EXCERPT TO READ:
-------------------------
Why the oxidation number of ( H ) is -1 in
1) N2H4
2) CaH2
while ( N ) is different from ( Ca ) ?
4 answers
Becasue H is in group one and it loose electron to become octet. so it has -1 one charge
But it is -1 when bonded with a non metal (N) , and it's also -1 when bonded with a metal ( Ca )
Here is a simplified set of oxidation state rules.
http://www.chemteam.info/Redox/Redox-Rules.html
You must understand that oxidation rules are arbitrary rules mostly for bookkeeping. When H is with a metal, such as CaH2, I always give it an oxidation state of -1 because it's obvious this is a hydride. In N2H4, technically we may call this a hydride,too, but I always give H a +1 in anything other than a metal hydride. So I would give H in N2H4 a +1 each which makes N = -2 each. You will find in balancing redox equations that it simplifies the problem if H can be given +1 each and O a -2 each. So in NH3 I would call N -3, etc.
-------------------------
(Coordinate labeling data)
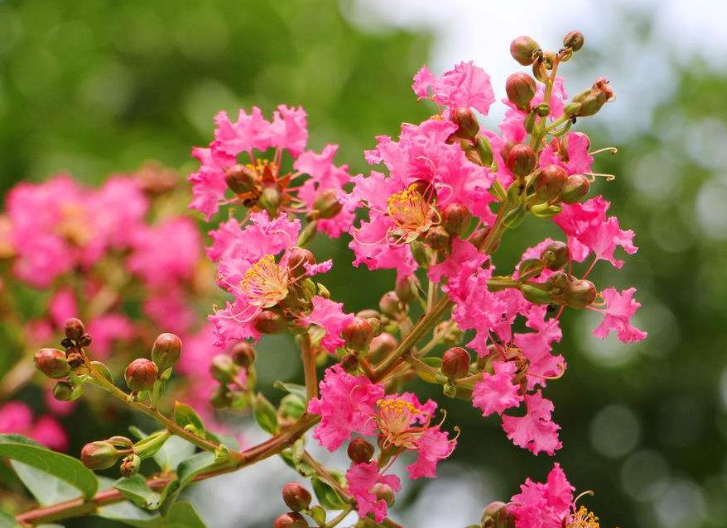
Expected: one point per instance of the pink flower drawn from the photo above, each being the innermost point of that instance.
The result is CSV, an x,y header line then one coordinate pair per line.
x,y
497,392
535,431
347,405
464,86
361,480
620,307
543,505
167,254
330,317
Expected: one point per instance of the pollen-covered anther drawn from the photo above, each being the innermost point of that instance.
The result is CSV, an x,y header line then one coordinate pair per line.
x,y
265,284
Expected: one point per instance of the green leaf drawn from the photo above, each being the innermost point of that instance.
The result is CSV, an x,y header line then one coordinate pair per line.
x,y
183,515
61,466
45,488
138,491
185,417
264,414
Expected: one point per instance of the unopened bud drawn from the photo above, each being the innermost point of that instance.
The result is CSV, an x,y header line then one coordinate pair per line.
x,y
467,125
521,160
456,219
580,293
243,354
357,333
575,188
52,362
166,351
555,255
267,322
296,497
290,520
141,374
240,179
74,329
550,182
223,368
100,455
456,362
523,50
574,40
130,466
360,451
327,204
520,88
-------------------------
EXERCISE INSTRUCTIONS:
1. Decide whether each statement agrees with the oxidation-number thread: (a) one reply assigns H an oxidation state of -1 in CaH2; (b) that reply assigns each N in N2H4 an oxidation state of -3; (c) that reply calls oxidation rules arbitrary rules mostly for bookkeeping. Answer yes or no for each, quoting the words from the thread that decide it.
2. According to the oxidation-number thread, what oxidation state does the last reply give N in NH3?
This data stands apart from the oxidation-number thread.

RESPONSES FOR EACH TASK:
1.
(a) Yes: "When H is with a metal, such as CaH2, I always give it an oxidation state of -1 because it's obvious this is a hydride."
(b) No: "So I would give H in N2H4 a +1 each which makes N = -2 each."
(c) Yes: "You must understand that oxidation rules are arbitrary rules mostly for bookkeeping."

2. It gives N an oxidation state of -3 in NH3.